▶ EXERCISE REQUIREMENTS:
Identify each line in the rows below that contains the string "outline", and copy every such line in full.

▶ RECORDS FOR THE TASK:
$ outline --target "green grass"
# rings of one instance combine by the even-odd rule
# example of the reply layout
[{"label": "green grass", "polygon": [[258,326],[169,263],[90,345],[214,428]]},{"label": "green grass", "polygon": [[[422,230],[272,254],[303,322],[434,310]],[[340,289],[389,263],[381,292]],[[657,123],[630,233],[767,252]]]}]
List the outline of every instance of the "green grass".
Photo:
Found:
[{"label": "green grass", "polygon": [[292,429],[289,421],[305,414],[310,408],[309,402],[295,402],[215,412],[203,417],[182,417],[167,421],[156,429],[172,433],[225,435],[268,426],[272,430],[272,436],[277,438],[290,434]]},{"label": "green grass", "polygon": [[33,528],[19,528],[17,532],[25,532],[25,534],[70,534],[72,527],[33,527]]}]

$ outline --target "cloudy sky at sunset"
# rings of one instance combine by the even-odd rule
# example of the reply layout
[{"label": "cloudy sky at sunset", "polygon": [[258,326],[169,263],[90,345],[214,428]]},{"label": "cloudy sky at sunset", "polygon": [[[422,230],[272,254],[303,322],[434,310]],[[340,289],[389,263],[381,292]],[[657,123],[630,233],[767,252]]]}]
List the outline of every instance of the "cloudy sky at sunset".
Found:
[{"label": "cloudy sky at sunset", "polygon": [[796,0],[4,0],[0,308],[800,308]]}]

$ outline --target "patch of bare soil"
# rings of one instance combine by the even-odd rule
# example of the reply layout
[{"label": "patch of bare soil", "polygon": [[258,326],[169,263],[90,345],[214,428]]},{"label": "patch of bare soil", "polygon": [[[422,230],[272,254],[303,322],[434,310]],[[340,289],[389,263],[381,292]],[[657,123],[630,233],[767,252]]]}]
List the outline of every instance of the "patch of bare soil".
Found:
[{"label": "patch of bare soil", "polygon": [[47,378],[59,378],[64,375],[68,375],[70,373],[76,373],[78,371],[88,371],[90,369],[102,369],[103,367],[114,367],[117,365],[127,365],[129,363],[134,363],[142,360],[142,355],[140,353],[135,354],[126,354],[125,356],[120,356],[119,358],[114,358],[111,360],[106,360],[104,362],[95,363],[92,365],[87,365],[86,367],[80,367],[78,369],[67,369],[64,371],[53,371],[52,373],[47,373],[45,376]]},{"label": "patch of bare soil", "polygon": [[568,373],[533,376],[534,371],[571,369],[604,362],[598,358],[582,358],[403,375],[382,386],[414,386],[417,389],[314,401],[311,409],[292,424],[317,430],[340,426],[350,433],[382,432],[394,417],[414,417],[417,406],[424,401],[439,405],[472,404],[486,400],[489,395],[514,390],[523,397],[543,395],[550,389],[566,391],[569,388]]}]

▶ EXERCISE ANSWER:
$ outline --target "green grass"
List the outline of every instance of the "green grass".
$ outline --target "cloudy sky at sunset"
List the outline of every instance of the "cloudy sky at sunset".
$ outline --target "patch of bare soil"
List the outline of every instance of the "patch of bare soil".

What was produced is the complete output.